To do |
**a.** In the FX weekly calendar below, translate this sentence into Spanish: "Will PCE inflation data on Wednesday add to the case for a US interest rate rise?"
**b.** Extend the FX weekly calendar below with further text, picking up after its final sentence.

*** Passage to read Section Begins ***

FX Weekly Insights — 22/11/21
Key Events
Monday Consensus/Previous
(JP) – Labour Thanksgiving Day
01:30 (CN) – PBOC Interest Rate Decision 3.85%
21:45 (AU) – Retail Sales (QoQ) 3.30%
Tuesday
08:30 (DE) – Markit PMIs (Nov)
09:00 (EU) – Markit PMIs (Nov)
09:30 (UK) – Markit Services PMI (Nov)
18:00 (CA) – BoC’s Beaudry speech
Wednesday
01:00 (NZ) – RBNZ Interest Rate Decisison 0.75% 0.50%
02:00 (NZ) – RBNZ Press Conference
13:30 (US) – GDP Annualised (Q3, flash) 2.10% 2.00%
13:30 (US) – Durable Goods Orders (Oct) 0.20%. -0.30%
13:30 (US) – Non-Defense Capital Goods ex-Aircraft, Oct. 0.6%. 0.80%
15:00 (US) – PCE (YoY) 4.10% 3.60%
19:00 (US) – FOMC Minutes
Thursday
(US) – Thanksgiving Day
12:30 (EU) – ECB Monetary Policy Meeting Accounts
Friday
(AU) – Retail Sales s.a (MoM, Oct) 2.50% 1.30%
Further Points:
-Will PCE inflation data on Wednesday add to the case for a US interest rate rise?
-How will UK and eurozone business activity fare on Tuesday? The UK is expected to show resilience although some moderation.

*** Passage to read Section Ends ***
*** Record set Section Begins ***

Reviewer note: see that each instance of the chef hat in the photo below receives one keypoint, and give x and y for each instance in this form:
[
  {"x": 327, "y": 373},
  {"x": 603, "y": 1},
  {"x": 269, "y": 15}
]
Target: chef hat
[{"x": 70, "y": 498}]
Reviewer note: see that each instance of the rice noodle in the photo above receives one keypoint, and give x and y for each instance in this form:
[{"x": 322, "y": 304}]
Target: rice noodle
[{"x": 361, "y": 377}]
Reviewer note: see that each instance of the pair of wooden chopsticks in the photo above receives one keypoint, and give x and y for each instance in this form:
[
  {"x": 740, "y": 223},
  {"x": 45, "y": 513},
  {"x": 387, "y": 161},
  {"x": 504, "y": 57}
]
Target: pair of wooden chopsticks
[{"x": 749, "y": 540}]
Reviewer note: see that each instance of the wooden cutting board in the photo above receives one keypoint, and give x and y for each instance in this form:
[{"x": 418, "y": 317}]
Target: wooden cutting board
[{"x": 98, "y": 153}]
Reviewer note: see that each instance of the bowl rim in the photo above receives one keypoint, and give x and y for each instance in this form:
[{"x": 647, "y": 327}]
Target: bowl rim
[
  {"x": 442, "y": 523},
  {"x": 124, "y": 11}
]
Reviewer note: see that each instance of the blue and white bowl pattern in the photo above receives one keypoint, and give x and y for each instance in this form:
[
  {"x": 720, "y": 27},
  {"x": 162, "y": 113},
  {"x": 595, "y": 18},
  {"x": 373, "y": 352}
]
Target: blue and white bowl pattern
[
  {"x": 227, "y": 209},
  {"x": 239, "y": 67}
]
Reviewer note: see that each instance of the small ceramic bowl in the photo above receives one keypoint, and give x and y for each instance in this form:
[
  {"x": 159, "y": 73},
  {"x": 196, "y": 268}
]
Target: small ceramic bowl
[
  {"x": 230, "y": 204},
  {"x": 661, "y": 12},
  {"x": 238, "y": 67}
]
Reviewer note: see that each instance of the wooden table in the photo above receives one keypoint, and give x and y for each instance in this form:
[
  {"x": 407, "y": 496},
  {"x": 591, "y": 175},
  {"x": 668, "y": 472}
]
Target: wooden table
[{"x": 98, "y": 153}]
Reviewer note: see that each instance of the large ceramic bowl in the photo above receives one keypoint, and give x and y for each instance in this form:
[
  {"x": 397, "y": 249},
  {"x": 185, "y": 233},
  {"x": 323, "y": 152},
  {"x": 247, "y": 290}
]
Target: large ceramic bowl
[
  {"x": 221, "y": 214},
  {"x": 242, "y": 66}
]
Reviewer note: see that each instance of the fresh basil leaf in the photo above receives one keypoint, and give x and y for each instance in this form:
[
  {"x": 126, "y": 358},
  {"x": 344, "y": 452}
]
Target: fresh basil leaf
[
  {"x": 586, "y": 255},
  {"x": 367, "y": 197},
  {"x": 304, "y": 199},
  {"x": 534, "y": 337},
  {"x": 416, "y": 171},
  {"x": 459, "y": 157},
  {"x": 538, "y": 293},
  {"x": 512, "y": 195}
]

*** Record set Section Ends ***

Answers provided |
**a.** ¿Los datos de inflación PCE del miércoles reforzarán los argumentos a favor de una subida de los tipos de interés en EE. UU.?

**b.**
RUB on the Ground
-Geopolitics and EU lockdowns weigh on RUB today
-USD/RUB is +1.25% higher as the West continues to speculate about an invasion of Ukraine
-Next topside levels to watch in USD/RUB are 74.5861 / 74.8061 (dating back to July 2020 levels)
ECB, Inflation & Interest Rates
As the ECB has been following an expansionary monetary policy, questions are arising as to when it will stop buying bonds, and when it will raise its interest rates from their very low levels. The ECB’s minutes of last month’s policy meeting will be published on Thursday, and are expected to shed some light on what will be discussed and decided in the next policy meeting on December 16th. The ECB’s $1.85tn bond-buying program is set to end in March 2022. It has pledged not to raise rates until it stops buying bonds at the point of issuance, therefore next month’s meeting will be incredibly decisive. Some investors are predicting rates will rise by the start of 2023.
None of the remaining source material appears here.